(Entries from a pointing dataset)
------------------------------

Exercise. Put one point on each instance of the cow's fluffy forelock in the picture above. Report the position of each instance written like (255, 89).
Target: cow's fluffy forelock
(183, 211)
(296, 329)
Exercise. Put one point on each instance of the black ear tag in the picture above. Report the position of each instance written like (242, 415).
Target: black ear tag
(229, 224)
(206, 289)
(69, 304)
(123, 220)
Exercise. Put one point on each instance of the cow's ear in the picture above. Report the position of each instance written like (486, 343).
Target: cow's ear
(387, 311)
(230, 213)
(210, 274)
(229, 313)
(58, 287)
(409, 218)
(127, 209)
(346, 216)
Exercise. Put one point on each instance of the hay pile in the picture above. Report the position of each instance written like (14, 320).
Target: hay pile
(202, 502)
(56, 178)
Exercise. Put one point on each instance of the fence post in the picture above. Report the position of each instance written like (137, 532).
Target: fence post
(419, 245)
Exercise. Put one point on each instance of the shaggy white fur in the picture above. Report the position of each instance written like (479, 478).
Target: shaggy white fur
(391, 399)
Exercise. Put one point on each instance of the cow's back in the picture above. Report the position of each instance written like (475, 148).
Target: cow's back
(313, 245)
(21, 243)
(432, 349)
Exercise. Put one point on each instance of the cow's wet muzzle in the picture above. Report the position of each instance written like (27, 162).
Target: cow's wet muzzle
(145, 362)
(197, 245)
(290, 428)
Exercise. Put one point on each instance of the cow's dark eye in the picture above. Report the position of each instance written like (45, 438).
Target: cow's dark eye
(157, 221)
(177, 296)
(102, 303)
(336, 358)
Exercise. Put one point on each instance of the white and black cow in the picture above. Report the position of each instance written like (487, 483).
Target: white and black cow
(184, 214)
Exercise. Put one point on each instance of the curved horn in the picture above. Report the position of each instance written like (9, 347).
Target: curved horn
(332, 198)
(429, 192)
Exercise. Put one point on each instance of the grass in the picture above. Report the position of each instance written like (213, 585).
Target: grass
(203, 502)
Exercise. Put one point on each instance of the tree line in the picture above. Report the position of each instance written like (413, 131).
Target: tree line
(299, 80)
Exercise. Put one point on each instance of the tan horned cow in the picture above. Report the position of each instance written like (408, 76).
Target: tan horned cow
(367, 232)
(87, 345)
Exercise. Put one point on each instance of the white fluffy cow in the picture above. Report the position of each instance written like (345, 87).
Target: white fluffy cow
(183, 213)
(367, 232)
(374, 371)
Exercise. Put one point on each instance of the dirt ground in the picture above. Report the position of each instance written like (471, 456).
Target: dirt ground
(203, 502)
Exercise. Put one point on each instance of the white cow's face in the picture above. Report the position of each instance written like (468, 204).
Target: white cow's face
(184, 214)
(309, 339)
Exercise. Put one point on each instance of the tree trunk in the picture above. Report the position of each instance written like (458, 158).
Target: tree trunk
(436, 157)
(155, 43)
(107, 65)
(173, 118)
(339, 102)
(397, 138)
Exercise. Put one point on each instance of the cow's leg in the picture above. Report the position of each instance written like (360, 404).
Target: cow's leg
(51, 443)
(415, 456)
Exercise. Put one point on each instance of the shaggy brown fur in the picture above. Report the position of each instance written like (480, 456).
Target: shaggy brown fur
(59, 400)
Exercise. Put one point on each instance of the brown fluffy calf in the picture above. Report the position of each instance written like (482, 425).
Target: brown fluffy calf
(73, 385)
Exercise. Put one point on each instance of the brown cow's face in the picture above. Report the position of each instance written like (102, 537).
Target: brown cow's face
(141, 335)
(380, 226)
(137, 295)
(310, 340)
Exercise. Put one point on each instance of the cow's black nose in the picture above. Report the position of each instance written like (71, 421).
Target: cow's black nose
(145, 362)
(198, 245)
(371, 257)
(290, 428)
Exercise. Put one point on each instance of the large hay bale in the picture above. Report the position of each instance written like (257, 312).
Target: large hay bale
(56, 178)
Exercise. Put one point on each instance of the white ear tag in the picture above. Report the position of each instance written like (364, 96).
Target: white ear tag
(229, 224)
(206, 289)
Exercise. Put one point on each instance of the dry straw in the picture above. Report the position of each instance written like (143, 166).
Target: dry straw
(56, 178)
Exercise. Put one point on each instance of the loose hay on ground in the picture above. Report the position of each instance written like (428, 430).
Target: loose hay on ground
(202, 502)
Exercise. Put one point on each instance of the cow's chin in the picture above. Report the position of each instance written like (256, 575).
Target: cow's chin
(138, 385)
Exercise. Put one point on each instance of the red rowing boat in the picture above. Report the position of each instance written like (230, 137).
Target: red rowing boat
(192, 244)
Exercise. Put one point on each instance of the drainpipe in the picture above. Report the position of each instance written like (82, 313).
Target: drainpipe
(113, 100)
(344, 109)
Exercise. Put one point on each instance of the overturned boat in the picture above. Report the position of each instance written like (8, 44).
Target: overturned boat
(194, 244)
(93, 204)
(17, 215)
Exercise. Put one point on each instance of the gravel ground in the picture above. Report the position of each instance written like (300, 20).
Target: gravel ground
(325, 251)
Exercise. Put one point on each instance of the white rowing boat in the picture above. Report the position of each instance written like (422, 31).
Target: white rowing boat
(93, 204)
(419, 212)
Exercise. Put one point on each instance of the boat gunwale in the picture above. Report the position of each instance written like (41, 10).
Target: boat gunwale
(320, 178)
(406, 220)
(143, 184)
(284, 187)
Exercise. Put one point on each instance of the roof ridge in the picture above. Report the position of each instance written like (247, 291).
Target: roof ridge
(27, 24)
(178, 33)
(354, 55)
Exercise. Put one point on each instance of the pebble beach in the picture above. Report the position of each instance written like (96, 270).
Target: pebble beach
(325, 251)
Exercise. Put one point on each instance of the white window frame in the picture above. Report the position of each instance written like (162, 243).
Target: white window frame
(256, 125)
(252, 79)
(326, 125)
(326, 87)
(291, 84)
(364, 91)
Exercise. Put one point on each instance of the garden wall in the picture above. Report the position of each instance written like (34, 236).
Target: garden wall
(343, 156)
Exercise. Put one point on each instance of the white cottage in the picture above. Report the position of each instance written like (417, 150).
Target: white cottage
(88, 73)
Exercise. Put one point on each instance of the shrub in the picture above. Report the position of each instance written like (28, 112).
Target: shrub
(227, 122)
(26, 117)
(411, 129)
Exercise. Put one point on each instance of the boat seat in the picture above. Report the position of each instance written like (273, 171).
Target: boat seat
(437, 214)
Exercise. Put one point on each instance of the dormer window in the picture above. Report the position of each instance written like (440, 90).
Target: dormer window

------------------------------

* [Requirements]
Nothing in the data may differ; print all of it exactly as written.

* [Written response]
Exercise. Put one point on each instance of the cow's fluffy forelock in the picture above. Report the position of each instance written like (255, 89).
Target: cow's fluffy forelock
(183, 211)
(296, 329)
Exercise. Put one point on each instance of the black ear tag in the picture above. Report the position of each instance written like (242, 415).
Target: black ear tag
(229, 224)
(206, 289)
(69, 304)
(123, 220)
Exercise. Put one point on each instance of the cow's ear in the picture above. Report the position of each instance written like (486, 343).
Target: cow's ear
(387, 311)
(230, 213)
(210, 274)
(229, 313)
(58, 287)
(409, 218)
(127, 209)
(346, 216)
Exercise. Put one point on each instance of the hay pile in the picture above. Report the position of each instance written like (14, 320).
Target: hay pile
(202, 502)
(56, 178)
Exercise. Put one point on each instance of the fence post in the picture above. Report the position of each instance written like (137, 532).
Target: fence post
(419, 245)
Exercise. Put one point on each instance of the shaggy white fur in the picture above. Report the position of each instance written like (479, 478).
Target: shaggy white fur
(391, 399)
Exercise. Put one point on each instance of the cow's back in the picture above. Report the position of each instance written like (475, 148).
Target: cow's back
(313, 245)
(21, 243)
(432, 349)
Exercise. Put one point on each instance of the cow's wet muzzle in the picture above. Report the position of each instance written like (27, 162).
Target: cow's wet muzzle
(145, 362)
(197, 245)
(290, 428)
Exercise. Put one point on each instance of the cow's dark eye in the picture above. Report the position of each instance written like (45, 438).
Target: cow's dark eye
(157, 221)
(177, 296)
(102, 303)
(336, 358)
Exercise. Put one point on each instance of the white and black cow in the picture above. Report the position of each instance written like (487, 483).
Target: white and black cow
(184, 214)
Exercise. Put one point on each instance of the curved horn in the picture above. Report the position of each instance written like (9, 347).
Target: curved horn
(332, 198)
(429, 192)
Exercise. Put one point on each instance of the grass in the picture above. Report the position of each instance written like (213, 585).
Target: grass
(203, 502)
Exercise. Put one point on each instance of the tree line in the picture above. Report the position of each instance written like (413, 131).
Target: tree line
(299, 80)
Exercise. Put one point on each instance of the tan horned cow in the picture above. Report the position of each instance written like (408, 76).
Target: tan horned cow
(367, 232)
(87, 345)
Exercise. Put one point on each instance of the white fluffy cow in the picture above. Report the position of each instance written like (345, 87).
Target: white fluffy cow
(183, 213)
(367, 232)
(374, 371)
Exercise. Put one point on each instance of the dirt ground in the picture above. Report the position of each instance written like (471, 456).
Target: dirt ground
(203, 502)
Exercise. Put one point on each instance of the white cow's face in the picture above. Report the position of each instance written like (468, 204).
Target: white cow's face
(184, 214)
(309, 339)
Exercise. Put one point on each instance of the tree trunk in the picture above. Report the position of each instance written like (458, 158).
Target: tree trunk
(436, 157)
(155, 43)
(107, 65)
(173, 118)
(339, 102)
(397, 138)
Exercise. Put one point on each instance of the cow's leg in the picture above. Report the position of each instance written like (360, 404).
Target: cow's leg
(51, 443)
(415, 456)
Exercise. Put one point on each instance of the shaggy brown fur in the picture above. Report the position of each instance written like (480, 456).
Target: shaggy brown fur
(59, 400)
Exercise. Put one point on each instance of the brown fluffy calf in the picture above. Report the position of each instance written like (482, 425).
Target: brown fluffy calf
(73, 385)
Exercise. Put one point on each instance of the brown cow's face in the picture above. Report the position of each instance written like (102, 537).
Target: brown cow's face
(141, 335)
(380, 226)
(137, 295)
(310, 340)
Exercise. Put one point on each instance of the cow's black nose in the picture above. Report the position of each instance written like (71, 421).
Target: cow's black nose
(145, 362)
(198, 245)
(371, 257)
(290, 428)
Exercise. Put one point on each instance of the large hay bale in the picture above. Report the position of each instance written like (257, 312).
Target: large hay bale
(56, 178)
Exercise. Put one point on each instance of the white ear tag in the picture above. Report the position of each instance written like (364, 96).
Target: white ear tag
(229, 224)
(206, 289)
Exercise. Put one point on each instance of the dry straw in the picture above. Report the position of each instance written like (143, 166).
Target: dry straw
(56, 178)
Exercise. Put one point on each instance of the loose hay on ground in the picture above. Report the position of each instance written like (428, 430).
Target: loose hay on ground
(202, 502)
Exercise. Put one point on each instance of the cow's chin in the picture above. Report the position of each instance written like (256, 575).
Target: cow's chin
(138, 385)
Exercise. Put one point on each instance of the red rowing boat in the picture above. Report the position of each instance written like (230, 137).
Target: red rowing boat
(192, 244)
Exercise. Put one point on each instance of the drainpipe in the picture above. Report the position of each instance written like (82, 313).
Target: drainpipe
(113, 100)
(344, 109)
Exercise. Put one point on each instance of the overturned boat in the picture above. Report the position of each instance written like (8, 44).
Target: overturned boat
(194, 244)
(93, 204)
(17, 215)
Exercise. Put one point on each instance of the gravel ground in the picture above. Report the position of each instance written like (300, 20).
Target: gravel ground
(325, 251)
Exercise. Put one point on each instance of the white rowing boat in the picture above. Report the position of each instance written like (422, 31).
Target: white rowing boat
(93, 204)
(419, 212)
Exercise. Put one point on each instance of the boat gunwale in the picture above. Report the position of each instance written like (41, 10).
Target: boat gunwale
(320, 178)
(406, 220)
(143, 184)
(284, 187)
Exercise. Put one point on each instance of the roof ridge in the picture above. Report the position of each instance written like (247, 291).
Target: roof ridge
(27, 24)
(178, 33)
(354, 55)
Exercise. Put one point on each instance of the pebble beach in the picture above. Report the position of each instance written like (96, 270).
Target: pebble beach
(325, 251)
Exercise. Put one point on each instance of the white window frame in the picture above. Report the position of each instance written like (162, 243).
Target: white window frame
(256, 125)
(252, 79)
(326, 125)
(326, 87)
(291, 84)
(364, 91)
Exercise. Put one point on each instance of the garden wall in the picture above. Report the position of each instance written like (34, 236).
Target: garden wall
(343, 156)
Exercise. Put one point on each instance of the white cottage in the picture above. Report the position of each instance written like (417, 150).
Target: white cottage
(88, 73)
Exercise. Put one point on each instance of the shrub in the picture above. Report the position of each instance written like (28, 112).
Target: shrub
(227, 122)
(26, 117)
(411, 129)
Exercise. Put one point on each instance of the boat seat in the picture above. Report the position of each instance written like (273, 171).
Target: boat seat
(437, 214)
Exercise. Put one point on each instance of the dormer window in the picture above. Report the position of each instance written like (440, 90).
Target: dormer window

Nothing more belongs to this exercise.